_Your instructions:_
Recast the entries below as a numbered list, starting with the line containing "Exercise. Locate the player's head" and running up to and including the final line of the entries, with blank lines omitted.

************

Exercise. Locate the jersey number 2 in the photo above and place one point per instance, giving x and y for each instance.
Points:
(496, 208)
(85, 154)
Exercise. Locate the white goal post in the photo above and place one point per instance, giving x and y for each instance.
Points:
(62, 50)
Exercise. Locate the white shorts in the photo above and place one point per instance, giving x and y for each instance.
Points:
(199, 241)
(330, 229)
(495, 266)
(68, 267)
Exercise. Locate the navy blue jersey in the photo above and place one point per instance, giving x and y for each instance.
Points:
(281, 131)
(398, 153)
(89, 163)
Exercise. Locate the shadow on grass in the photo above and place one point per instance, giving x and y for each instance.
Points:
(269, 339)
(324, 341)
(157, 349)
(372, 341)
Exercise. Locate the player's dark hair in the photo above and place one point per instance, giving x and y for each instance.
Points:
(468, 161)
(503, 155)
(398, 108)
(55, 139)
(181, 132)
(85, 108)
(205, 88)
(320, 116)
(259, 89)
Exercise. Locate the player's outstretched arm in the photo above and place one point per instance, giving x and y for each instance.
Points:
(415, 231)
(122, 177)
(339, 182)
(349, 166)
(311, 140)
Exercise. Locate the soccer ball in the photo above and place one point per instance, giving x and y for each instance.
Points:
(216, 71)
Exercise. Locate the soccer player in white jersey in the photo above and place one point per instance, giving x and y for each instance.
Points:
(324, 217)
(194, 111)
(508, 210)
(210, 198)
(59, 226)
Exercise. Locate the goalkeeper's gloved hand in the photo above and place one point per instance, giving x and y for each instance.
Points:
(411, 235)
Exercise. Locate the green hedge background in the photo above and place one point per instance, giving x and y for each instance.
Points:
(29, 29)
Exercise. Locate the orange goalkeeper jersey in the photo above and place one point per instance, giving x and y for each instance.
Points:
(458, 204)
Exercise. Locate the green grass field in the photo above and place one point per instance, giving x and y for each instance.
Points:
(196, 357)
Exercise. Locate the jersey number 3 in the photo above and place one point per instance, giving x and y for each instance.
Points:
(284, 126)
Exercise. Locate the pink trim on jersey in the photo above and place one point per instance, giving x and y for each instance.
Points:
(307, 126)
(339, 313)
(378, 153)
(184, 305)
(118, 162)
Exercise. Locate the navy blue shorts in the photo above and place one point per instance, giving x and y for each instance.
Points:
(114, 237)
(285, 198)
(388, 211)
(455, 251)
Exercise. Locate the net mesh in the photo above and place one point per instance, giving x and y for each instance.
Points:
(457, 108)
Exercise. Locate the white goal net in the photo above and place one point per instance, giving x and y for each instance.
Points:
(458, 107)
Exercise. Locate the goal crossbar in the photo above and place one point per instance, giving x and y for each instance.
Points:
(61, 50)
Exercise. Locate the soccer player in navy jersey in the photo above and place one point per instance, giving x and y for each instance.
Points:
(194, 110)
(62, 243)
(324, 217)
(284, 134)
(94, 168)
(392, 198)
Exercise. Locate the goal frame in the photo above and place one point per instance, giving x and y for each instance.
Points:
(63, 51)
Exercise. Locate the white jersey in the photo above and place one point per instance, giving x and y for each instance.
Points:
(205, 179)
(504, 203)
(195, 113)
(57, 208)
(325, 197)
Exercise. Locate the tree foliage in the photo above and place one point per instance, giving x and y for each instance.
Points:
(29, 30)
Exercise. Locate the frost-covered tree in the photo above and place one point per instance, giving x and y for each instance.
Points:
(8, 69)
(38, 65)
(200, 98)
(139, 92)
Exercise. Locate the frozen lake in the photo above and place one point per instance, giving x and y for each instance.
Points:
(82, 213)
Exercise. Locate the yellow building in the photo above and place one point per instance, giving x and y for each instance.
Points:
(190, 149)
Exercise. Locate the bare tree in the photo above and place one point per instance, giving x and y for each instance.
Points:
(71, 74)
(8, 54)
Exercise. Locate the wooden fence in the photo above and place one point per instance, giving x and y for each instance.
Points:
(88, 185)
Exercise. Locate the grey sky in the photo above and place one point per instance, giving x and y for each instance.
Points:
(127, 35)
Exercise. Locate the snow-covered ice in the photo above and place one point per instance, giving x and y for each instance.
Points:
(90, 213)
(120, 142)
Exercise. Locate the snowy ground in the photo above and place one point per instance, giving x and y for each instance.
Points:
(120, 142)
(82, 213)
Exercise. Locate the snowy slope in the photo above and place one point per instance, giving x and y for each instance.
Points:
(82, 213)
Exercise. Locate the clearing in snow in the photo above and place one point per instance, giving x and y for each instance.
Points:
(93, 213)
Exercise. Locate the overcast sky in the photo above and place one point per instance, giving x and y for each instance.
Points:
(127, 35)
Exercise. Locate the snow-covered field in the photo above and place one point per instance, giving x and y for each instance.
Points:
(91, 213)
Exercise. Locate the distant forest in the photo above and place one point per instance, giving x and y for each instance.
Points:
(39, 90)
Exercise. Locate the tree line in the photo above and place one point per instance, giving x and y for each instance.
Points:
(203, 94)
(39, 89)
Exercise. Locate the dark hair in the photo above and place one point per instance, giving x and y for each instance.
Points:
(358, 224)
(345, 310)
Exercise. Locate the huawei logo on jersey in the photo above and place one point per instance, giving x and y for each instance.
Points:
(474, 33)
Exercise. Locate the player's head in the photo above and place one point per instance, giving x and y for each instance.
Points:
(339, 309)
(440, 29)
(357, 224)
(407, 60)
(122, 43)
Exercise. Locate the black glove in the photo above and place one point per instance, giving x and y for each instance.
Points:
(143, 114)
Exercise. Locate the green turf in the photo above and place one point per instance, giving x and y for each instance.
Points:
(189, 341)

************

_Complete answer:_
1. Exercise. Locate the player's head in the photo above and place one point per instance, giving x and y for each instance.
2. Points:
3. (339, 309)
4. (440, 29)
5. (357, 224)
6. (407, 60)
7. (122, 43)
8. Exercise. Locate the black glove in the photo above and place one point per instance, giving x and y for each instance.
9. Points:
10. (143, 114)
11. Exercise. Locate the green turf in the photo above and place one point per instance, giving x and y for each instance.
12. Points:
13. (189, 341)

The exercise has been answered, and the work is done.